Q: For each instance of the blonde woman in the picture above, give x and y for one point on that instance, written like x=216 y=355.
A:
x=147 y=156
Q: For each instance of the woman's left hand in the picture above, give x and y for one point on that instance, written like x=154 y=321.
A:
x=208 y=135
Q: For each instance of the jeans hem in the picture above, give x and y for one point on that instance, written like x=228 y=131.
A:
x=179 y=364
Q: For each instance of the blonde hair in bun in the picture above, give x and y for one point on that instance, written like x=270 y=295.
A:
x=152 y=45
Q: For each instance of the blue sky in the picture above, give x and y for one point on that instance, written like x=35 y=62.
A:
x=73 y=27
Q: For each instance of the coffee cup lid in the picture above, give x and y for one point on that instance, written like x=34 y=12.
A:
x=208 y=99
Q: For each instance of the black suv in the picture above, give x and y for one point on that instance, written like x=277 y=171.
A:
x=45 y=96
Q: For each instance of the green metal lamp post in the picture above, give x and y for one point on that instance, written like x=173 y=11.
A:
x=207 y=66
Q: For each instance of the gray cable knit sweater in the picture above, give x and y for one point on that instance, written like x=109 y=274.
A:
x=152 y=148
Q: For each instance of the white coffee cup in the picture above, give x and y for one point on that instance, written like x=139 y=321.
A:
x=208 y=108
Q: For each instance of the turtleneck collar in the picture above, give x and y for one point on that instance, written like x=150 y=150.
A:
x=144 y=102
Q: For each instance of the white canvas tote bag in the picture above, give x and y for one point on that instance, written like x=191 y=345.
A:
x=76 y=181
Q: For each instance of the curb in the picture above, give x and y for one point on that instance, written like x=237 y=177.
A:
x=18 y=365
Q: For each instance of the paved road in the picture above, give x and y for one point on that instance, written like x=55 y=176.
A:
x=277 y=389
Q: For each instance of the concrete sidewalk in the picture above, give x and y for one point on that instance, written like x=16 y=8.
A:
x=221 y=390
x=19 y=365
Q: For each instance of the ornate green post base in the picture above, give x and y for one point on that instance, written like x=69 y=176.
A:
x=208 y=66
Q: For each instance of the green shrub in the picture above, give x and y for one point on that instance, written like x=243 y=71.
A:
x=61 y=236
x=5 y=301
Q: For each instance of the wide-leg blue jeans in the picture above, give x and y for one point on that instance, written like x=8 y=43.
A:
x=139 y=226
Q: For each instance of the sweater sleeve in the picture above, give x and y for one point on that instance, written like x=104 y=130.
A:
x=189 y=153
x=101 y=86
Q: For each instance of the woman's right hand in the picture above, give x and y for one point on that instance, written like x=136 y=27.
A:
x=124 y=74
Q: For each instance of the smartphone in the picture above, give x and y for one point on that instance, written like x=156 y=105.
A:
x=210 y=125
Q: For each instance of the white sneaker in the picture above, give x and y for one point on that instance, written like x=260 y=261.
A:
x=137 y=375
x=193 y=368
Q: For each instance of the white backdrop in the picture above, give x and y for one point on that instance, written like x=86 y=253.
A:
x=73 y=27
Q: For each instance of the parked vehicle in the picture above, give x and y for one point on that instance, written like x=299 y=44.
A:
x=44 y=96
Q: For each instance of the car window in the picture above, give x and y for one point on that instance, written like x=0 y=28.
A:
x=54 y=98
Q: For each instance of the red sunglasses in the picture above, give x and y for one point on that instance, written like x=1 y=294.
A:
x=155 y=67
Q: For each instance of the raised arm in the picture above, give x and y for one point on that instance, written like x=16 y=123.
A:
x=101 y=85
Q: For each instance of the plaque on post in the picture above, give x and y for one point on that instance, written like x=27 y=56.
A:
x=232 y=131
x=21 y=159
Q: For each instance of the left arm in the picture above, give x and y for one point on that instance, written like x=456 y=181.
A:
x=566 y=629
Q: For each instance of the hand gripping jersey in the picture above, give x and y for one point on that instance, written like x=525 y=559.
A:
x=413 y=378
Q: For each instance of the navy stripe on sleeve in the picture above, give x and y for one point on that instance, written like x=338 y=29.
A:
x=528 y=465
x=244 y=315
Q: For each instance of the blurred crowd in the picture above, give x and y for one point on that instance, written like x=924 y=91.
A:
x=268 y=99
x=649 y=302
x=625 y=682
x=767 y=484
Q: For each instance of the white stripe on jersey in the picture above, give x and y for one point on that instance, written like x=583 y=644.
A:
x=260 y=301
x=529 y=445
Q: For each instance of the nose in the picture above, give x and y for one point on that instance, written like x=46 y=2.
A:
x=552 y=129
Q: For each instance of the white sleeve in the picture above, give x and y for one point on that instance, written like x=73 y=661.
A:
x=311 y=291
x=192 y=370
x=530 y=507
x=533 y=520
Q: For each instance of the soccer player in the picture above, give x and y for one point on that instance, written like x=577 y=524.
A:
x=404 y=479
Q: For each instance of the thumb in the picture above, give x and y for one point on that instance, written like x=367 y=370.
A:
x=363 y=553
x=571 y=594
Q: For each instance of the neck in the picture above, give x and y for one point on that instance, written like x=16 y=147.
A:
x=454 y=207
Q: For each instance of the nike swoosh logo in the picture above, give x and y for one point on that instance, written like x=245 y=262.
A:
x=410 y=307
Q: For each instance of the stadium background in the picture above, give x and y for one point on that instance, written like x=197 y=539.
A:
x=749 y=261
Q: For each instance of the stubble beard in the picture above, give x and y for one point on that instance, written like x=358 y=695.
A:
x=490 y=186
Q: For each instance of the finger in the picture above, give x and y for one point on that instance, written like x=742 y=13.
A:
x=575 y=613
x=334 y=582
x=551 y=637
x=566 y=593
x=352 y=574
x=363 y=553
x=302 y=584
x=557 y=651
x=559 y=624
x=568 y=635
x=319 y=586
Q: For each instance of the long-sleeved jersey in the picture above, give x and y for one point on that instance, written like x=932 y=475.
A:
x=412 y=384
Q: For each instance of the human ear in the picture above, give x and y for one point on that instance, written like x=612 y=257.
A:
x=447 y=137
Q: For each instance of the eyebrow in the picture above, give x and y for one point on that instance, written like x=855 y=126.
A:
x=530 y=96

• [What this task involves]: Reproduce the listing, swapping "one point" for "a single point" everywhere it occurs and leaving all other text unchanged.

• [Full response]:
Q: For each instance of the blonde woman in the picture above, give x and y for a single point on that instance, written like x=216 y=355.
A:
x=147 y=156
Q: For each instance of the woman's left hand in the picture above, give x and y for a single point on that instance, written like x=154 y=321.
A:
x=208 y=135
Q: For each instance of the jeans hem in the picture above, give x and y for a single point on that instance, written like x=228 y=131.
A:
x=179 y=364
Q: For each instance of the blonde hair in bun in the picture above, give x and y for a single point on that instance, written like x=270 y=295.
A:
x=152 y=45
Q: For each instance of the blue sky in the picture above, give x and y for a single point on that instance, written like x=35 y=62.
A:
x=73 y=27
Q: For each instance of the coffee cup lid in the picture above, give x and y for a single point on that instance, written like x=34 y=12.
A:
x=208 y=99
Q: For each instance of the black suv in the picture above, give x and y for a single point on that instance, written like x=277 y=171.
A:
x=45 y=96
Q: For each instance of the green metal lamp post in the picture above, give x and y for a single point on that instance, written like x=173 y=11.
A:
x=207 y=66
Q: For each instance of the gray cable knit sweater in the picture above, give x and y for a single point on that instance, written like x=109 y=274.
A:
x=152 y=148
Q: For each instance of the white coffee cup in the picture above, give x and y for a single point on that instance, written like x=139 y=321.
A:
x=208 y=108
Q: For each instance of the turtleneck collar in the picture above, give x and y for a single point on that instance, written like x=150 y=150.
A:
x=144 y=102
Q: For each instance of the white canvas tote bag in the picture above, give x and y for a single point on that instance, written like x=191 y=345.
A:
x=76 y=181
Q: For each instance of the curb in the picture above, give x and y for a single point on that instance, written like x=237 y=177.
A:
x=18 y=365
Q: For each instance of the paved road in the picture above, give x and y for a single point on that instance, written like x=55 y=176.
A:
x=277 y=389
Q: For each instance of the concrete sidewalk in the picture above, give x and y for a single point on that instance, written like x=16 y=8.
A:
x=221 y=390
x=19 y=365
Q: For each instance of the ornate green post base in the picture above, give x and y for a single point on that instance, written like x=69 y=176.
A:
x=208 y=66
Q: For each instance of the green shrub in the picture above, give x and y for a single point on that instance, written like x=243 y=71.
A:
x=61 y=236
x=5 y=301
Q: For each instance of the wide-leg blue jeans in the picture above, give x and y for a single point on that instance, written like x=8 y=43.
A:
x=139 y=226
Q: For each instance of the sweater sleeve in the picture above, give x and y for a single point on that instance, written like x=104 y=130.
A:
x=189 y=153
x=101 y=86
Q: For each instance of the woman's right hand in the picture above, give x and y for a single point on that instance, written like x=136 y=27.
A:
x=124 y=74
Q: For each instance of the smartphone in the picture above, give x and y for a single point on that instance, written like x=156 y=105.
A:
x=210 y=125
Q: For each instance of the white sneaker in the picture above, give x and y for a single point on that instance, written like x=260 y=261.
A:
x=137 y=375
x=193 y=368
Q: For each instance of the white backdrop in the picture above, give x and y for a single point on that instance, written like x=86 y=253.
A:
x=73 y=27
Q: For each instance of the parked vehicle in the picture above, give x and y for a single point on that instance, written like x=299 y=44.
A:
x=44 y=96
Q: For each instance of the car window in the picture above, give x and y for a single point on that instance, written like x=0 y=28.
A:
x=54 y=98
Q: For each instance of the red sunglasses in the picture above, give x and y for a single point on that instance, written like x=1 y=294.
A:
x=155 y=67
Q: For each instance of the raised arm in the picture above, give x and y for a single point on that instance, written like x=16 y=123.
A:
x=101 y=85
Q: For each instance of the plaque on post in the picture above, give x and y for a single point on that instance, written like x=27 y=56.
A:
x=232 y=131
x=21 y=159
Q: For each instance of the left arm in the picture above, give x and y for a single point on that instance, written like x=456 y=181.
A:
x=566 y=629
Q: For each instance of the hand gripping jersey in the picture above, give x and y for a single point on that instance, written like x=525 y=559.
A:
x=413 y=378
Q: For each instance of the navy stripe on sleeve in the picture above, give x and y for a single point on that instance, written like x=338 y=29.
A:
x=528 y=465
x=244 y=315
Q: For each instance of the blurred crowd in the picture above, give x and y for a single point on that instance, written like x=924 y=91.
A:
x=268 y=99
x=649 y=302
x=625 y=682
x=767 y=484
Q: For each instance of the white stripe on jersey in the picture above, give x and y for a single point on that instance, written like x=583 y=644.
A:
x=260 y=301
x=529 y=445
Q: For each instance of the nose in the picture above, give x and y for a single point on that instance, written like x=46 y=2.
A:
x=552 y=129
Q: For each instance of the white sleeve in the picture above, give x and y for a single point on that instance, written like x=73 y=661.
A:
x=311 y=291
x=192 y=370
x=530 y=507
x=533 y=520
Q: For each instance of the soccer player in the picture above, give x and y for a single point on that instance, written like x=577 y=524.
A:
x=404 y=479
Q: For each instance of the thumb in the picture above, give x and y for a single point on that instance, written like x=367 y=370.
A:
x=363 y=553
x=571 y=594
Q: For each instance of the neck in the picture above, give x and y for a single point on that instance, written like x=16 y=147.
A:
x=454 y=207
Q: For each instance of the nike swoosh logo in the picture above, give x and y for a single point on that instance, written like x=245 y=262.
A:
x=410 y=307
Q: For each instance of the stadium background in the picture above, give x and y for a single point on that instance, written like x=197 y=539.
A:
x=749 y=261
Q: For each instance of the stubble beard in the picture above, give x and y for a single point on that instance, written like x=358 y=695.
A:
x=490 y=186
Q: For each instance of the finger in the picture above, give x and y for a single point on that instance, written like x=742 y=13.
A:
x=575 y=613
x=334 y=582
x=551 y=637
x=566 y=593
x=352 y=574
x=363 y=553
x=302 y=584
x=557 y=651
x=559 y=624
x=568 y=635
x=319 y=586
Q: For each instance of the long-sleeved jersey in the picture above, give x and y for a single point on that instance, written like x=932 y=475.
A:
x=412 y=384
Q: For each instance of the human ear in the picture above, give x and y for a single point on that instance, written like x=612 y=257.
A:
x=447 y=137
Q: For each instance of the eyebrow in the picture above, give x and y for a single point on that instance, written like x=855 y=126.
A:
x=530 y=96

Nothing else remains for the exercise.